* Problem statement *
Put the rows below, from the one containing "Detect every instance of concrete rubble." through the one containing "[0,0,473,393]" (both included), into a Markdown table with columns n and Text. Number each row in n and skip blank lines.

* Information provided *
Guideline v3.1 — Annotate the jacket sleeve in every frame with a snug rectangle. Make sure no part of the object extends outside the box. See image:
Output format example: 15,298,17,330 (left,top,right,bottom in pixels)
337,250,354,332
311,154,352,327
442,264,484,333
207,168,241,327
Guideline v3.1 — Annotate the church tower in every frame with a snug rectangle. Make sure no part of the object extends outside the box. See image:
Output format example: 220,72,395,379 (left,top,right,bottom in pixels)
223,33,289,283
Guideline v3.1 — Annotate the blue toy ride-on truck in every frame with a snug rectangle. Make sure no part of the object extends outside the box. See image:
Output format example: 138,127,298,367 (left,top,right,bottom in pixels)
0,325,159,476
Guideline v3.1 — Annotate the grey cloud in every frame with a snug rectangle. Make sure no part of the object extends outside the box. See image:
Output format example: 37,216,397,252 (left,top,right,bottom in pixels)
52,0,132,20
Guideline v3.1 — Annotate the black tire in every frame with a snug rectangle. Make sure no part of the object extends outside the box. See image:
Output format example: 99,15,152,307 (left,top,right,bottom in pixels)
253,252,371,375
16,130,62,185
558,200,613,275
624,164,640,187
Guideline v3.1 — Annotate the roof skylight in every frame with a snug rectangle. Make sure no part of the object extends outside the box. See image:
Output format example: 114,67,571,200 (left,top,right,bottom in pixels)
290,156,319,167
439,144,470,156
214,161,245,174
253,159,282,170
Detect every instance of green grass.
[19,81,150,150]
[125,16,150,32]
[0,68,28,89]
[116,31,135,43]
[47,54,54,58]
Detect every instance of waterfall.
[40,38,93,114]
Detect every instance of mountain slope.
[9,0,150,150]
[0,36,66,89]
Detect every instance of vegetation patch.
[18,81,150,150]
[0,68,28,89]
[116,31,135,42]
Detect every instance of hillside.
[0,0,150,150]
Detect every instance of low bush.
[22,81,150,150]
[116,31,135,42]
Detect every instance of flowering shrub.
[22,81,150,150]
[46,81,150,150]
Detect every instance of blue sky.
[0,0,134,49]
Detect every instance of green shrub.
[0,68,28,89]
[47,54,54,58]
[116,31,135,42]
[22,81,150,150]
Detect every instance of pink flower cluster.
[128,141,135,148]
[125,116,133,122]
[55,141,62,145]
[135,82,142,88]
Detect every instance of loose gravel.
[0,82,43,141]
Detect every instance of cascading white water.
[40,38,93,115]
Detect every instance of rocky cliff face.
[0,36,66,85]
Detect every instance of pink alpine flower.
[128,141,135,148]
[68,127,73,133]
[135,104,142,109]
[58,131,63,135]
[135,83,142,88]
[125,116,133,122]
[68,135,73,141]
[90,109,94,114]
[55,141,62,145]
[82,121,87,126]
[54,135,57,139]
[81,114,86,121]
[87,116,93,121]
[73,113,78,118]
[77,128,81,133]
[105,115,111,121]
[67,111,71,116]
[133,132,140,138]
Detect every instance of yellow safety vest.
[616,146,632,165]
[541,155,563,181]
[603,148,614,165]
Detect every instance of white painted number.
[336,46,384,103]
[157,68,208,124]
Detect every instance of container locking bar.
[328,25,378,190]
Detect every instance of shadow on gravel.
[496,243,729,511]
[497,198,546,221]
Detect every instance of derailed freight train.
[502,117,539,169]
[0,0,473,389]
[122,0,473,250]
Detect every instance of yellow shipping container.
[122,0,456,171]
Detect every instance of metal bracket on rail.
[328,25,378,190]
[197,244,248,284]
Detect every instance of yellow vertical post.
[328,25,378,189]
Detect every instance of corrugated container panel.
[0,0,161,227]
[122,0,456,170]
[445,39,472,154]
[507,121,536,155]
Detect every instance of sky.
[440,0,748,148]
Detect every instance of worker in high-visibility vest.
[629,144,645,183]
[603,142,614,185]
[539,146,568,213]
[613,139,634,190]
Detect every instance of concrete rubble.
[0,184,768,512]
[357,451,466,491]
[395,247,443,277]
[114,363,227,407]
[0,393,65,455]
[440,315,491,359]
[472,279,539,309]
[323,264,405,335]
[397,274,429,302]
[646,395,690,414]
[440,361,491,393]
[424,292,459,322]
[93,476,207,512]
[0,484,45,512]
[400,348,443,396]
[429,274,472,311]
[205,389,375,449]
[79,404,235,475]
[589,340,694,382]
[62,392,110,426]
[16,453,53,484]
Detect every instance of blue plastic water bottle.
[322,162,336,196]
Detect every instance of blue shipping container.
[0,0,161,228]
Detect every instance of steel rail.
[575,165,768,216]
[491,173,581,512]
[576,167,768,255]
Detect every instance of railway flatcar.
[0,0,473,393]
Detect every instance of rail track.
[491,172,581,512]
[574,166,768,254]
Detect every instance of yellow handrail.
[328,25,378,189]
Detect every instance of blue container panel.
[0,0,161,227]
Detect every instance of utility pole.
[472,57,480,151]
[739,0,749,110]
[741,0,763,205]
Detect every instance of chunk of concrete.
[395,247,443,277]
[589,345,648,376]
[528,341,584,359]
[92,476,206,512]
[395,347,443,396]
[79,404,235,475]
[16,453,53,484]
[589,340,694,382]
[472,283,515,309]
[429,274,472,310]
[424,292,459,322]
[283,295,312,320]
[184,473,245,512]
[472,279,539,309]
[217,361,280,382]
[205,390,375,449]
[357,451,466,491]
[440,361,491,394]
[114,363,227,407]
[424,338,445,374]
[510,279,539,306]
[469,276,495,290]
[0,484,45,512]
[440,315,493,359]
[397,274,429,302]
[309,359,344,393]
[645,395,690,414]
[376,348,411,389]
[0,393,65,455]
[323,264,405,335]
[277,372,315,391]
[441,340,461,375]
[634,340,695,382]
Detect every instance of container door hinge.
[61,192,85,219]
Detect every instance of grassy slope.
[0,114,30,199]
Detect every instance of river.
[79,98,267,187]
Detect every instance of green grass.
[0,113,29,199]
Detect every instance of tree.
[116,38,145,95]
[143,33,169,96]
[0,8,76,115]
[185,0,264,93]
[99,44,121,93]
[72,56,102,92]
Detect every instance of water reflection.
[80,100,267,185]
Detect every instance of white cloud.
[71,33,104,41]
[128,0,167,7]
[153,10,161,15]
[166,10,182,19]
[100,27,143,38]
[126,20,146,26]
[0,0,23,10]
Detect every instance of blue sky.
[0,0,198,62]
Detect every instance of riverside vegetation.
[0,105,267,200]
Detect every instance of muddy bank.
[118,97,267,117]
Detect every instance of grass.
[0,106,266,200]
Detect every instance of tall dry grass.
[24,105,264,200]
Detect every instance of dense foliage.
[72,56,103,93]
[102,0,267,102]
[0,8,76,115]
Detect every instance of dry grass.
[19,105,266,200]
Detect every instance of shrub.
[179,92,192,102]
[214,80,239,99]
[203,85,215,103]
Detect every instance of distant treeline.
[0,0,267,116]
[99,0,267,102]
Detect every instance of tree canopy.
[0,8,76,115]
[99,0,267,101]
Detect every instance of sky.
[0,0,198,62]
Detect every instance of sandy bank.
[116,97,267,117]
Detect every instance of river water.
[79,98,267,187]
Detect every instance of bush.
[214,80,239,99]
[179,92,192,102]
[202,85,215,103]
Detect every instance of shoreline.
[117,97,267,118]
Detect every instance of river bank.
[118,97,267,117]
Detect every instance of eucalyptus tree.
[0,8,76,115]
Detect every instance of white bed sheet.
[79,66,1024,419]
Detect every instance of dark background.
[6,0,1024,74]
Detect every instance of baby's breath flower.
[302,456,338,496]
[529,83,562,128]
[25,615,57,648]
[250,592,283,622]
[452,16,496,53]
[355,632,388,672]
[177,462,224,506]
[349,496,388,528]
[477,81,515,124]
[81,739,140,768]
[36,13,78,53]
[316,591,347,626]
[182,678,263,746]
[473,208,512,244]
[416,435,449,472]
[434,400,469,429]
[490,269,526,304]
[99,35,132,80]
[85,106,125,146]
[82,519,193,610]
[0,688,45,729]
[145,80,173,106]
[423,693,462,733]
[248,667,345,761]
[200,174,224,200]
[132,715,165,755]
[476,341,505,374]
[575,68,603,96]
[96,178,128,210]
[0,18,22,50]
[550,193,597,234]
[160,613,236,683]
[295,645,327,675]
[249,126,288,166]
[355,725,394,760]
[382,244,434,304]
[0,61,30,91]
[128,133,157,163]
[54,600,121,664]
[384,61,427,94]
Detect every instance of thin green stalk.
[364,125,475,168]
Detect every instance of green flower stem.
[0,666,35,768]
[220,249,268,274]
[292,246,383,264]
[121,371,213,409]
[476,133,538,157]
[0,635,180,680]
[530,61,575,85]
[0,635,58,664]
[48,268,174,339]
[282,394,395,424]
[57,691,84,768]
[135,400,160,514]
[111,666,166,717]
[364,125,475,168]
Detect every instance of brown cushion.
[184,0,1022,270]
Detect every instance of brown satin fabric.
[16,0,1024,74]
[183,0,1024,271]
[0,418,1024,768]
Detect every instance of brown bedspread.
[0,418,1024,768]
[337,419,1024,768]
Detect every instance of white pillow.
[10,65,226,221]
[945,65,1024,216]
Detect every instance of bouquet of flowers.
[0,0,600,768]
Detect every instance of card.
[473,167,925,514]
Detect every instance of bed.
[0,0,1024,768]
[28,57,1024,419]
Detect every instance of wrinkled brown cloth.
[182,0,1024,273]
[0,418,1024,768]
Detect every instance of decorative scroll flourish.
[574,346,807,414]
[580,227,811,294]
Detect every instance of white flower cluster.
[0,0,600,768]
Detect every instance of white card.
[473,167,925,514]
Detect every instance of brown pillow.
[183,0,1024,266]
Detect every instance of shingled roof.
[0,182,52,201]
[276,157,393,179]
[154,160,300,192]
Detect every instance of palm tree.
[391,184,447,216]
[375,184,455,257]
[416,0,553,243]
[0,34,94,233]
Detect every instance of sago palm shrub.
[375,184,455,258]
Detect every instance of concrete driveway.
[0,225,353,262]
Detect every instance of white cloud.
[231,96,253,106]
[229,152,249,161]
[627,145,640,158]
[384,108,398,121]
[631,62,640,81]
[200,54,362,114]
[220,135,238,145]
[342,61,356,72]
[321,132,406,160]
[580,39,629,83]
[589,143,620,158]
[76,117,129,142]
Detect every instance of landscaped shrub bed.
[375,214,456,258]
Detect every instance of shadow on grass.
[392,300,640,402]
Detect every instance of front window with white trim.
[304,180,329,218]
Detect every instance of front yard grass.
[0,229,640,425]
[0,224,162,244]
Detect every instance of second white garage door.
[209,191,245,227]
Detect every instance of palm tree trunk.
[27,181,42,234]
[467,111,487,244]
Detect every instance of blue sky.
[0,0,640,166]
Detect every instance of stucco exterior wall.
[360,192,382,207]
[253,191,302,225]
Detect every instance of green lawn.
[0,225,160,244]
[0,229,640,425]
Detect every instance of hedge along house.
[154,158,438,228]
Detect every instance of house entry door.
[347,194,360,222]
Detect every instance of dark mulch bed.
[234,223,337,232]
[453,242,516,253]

* Complete answer *
| n | Text |
|---|---|
| 1 | Detect every instance of concrete rubble. |
| 2 | [0,184,768,512] |
| 3 | [357,451,466,491] |
| 4 | [395,247,443,277] |
| 5 | [114,363,227,407] |
| 6 | [0,393,65,455] |
| 7 | [440,315,491,359] |
| 8 | [472,279,539,309] |
| 9 | [323,264,405,335] |
| 10 | [397,274,429,302] |
| 11 | [646,395,690,414] |
| 12 | [440,361,491,393] |
| 13 | [424,292,459,322] |
| 14 | [93,476,207,512] |
| 15 | [0,484,45,512] |
| 16 | [400,348,443,396] |
| 17 | [429,274,472,311] |
| 18 | [205,389,375,449] |
| 19 | [79,404,235,475] |
| 20 | [589,340,694,382] |
| 21 | [62,392,110,426] |
| 22 | [16,453,53,484] |
| 23 | Detect every instance of blue plastic water bottle. |
| 24 | [322,162,336,196] |
| 25 | Detect every instance of blue shipping container. |
| 26 | [0,0,161,228] |
| 27 | Detect every instance of steel rail. |
| 28 | [575,165,768,216] |
| 29 | [491,173,581,512] |
| 30 | [576,167,768,255] |
| 31 | Detect every instance of railway flatcar. |
| 32 | [0,0,473,393] |